Brief:
Give everything from the start of the records down to the line that contains "Detect: white framed window", both included, as a JSON list of strings. Use one string per line and leave out blank lines.

--- Begin ---

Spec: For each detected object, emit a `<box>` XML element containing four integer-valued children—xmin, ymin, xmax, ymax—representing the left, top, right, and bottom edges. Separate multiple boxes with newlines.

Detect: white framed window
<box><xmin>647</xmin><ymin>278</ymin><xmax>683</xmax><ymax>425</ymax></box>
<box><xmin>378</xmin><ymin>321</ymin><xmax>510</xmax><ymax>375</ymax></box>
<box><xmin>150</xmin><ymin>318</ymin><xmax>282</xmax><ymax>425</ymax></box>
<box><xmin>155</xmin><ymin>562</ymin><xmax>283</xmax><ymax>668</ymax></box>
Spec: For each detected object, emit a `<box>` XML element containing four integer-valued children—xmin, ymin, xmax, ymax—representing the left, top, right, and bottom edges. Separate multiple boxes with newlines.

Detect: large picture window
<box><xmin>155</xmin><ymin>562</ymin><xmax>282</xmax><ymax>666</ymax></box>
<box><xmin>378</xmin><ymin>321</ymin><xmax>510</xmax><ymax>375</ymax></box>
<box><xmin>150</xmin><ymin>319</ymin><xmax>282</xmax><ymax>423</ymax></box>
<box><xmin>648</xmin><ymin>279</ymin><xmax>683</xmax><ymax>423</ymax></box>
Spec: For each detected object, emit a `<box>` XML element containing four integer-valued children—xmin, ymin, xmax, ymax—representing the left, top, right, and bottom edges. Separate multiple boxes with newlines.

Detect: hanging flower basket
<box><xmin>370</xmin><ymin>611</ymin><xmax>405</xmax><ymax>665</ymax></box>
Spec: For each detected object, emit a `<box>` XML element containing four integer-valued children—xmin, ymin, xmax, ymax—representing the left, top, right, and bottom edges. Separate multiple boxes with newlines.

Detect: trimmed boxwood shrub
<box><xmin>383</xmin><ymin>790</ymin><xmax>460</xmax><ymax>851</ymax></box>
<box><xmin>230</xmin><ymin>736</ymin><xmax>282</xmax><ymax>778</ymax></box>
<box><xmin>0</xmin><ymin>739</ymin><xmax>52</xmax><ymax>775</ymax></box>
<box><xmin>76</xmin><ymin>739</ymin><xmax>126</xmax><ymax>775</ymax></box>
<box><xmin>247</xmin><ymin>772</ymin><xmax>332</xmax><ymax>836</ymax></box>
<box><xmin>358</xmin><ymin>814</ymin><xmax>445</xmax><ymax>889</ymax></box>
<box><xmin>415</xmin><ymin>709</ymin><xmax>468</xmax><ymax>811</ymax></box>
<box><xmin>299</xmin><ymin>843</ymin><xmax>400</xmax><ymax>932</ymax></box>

--- End ---

Task output:
[
  "Spec: For each detected object, emit a `<box>` XML element containing four integer-valued children—xmin, ymin, xmax, ymax—representing the left, top, right, and bottom edges. Separate multiple boxes with newlines.",
  "Detect: white framed window"
]